§ **Extract provided**

Switching arrangement for a control transformer, in particular polarity switching means

Abstract

A switching arrangement (1), in particular a polarity switching means, for a control transformer (10) which comprises a first winding (2) for a phase of an AC power supply system, which phase is to be controlled, comprises a first connection terminal (1.1) which can be connected to the winding (2); a second connection terminal (1.2) which can be connected to a discharge line (3); a vacuum interrupter (4); an isolator (5); a resistor (6) which is connected in series with the vacuum interrupter (4) and the isolator (5); wherein the first connection terminal (1.1) is connected to the second connection terminal (1.2) by means of the series circuit.

§ **Problem to solve**
Echo the entire text on the control transformer switching arrangement, word for word. The lines that come next are from a separate source.

§ **Extracted material**
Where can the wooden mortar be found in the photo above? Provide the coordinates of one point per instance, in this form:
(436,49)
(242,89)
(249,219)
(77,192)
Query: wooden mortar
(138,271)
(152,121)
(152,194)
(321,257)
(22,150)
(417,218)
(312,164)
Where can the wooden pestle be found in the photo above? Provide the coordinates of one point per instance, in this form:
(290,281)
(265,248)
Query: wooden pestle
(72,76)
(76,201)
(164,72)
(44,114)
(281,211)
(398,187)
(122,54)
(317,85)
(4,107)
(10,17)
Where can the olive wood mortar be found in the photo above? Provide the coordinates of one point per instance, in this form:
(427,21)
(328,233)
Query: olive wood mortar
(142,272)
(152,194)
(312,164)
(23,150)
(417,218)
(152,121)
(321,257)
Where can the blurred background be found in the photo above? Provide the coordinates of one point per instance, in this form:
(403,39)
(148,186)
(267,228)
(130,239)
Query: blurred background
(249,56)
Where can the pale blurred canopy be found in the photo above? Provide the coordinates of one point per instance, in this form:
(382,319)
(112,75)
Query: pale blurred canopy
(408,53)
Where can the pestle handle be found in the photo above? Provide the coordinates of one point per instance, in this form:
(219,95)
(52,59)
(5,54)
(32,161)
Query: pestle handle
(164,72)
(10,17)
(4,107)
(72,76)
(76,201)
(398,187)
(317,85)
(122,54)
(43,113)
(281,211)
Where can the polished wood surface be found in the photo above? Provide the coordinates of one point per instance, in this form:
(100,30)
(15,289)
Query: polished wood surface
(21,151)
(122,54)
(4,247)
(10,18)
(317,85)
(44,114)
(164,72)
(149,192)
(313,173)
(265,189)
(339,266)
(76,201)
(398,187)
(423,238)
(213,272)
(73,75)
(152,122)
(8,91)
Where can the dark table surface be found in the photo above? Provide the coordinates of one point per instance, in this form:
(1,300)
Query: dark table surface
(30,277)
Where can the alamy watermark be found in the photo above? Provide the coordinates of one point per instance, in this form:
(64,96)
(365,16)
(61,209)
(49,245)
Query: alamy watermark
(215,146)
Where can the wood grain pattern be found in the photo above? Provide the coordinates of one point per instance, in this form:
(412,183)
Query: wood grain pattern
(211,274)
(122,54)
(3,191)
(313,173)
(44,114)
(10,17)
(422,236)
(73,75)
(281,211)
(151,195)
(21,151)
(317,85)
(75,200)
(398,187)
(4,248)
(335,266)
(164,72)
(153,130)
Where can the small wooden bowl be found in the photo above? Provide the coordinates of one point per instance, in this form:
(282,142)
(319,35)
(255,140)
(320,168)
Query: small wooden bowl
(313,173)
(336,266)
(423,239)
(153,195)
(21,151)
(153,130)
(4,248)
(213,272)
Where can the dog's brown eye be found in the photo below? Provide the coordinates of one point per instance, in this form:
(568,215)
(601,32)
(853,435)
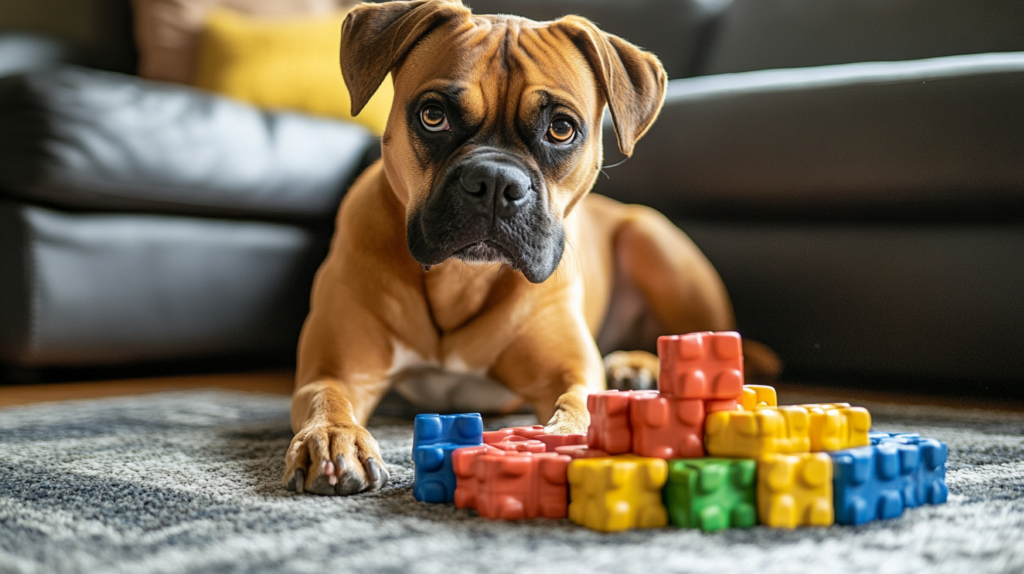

§ **Completed task**
Switching arrangement for a control transformer, in particular polarity switching means

Abstract

A switching arrangement (1), in particular a polarity switching means, for a control transformer (10) which comprises a first winding (2) for a phase of an AC power supply system, which phase is to be controlled, comprises a first connection terminal (1.1) which can be connected to the winding (2); a second connection terminal (1.2) which can be connected to a discharge line (3); a vacuum interrupter (4); an isolator (5); a resistor (6) which is connected in series with the vacuum interrupter (4) and the isolator (5); wherein the first connection terminal (1.1) is connected to the second connection terminal (1.2) by means of the series circuit.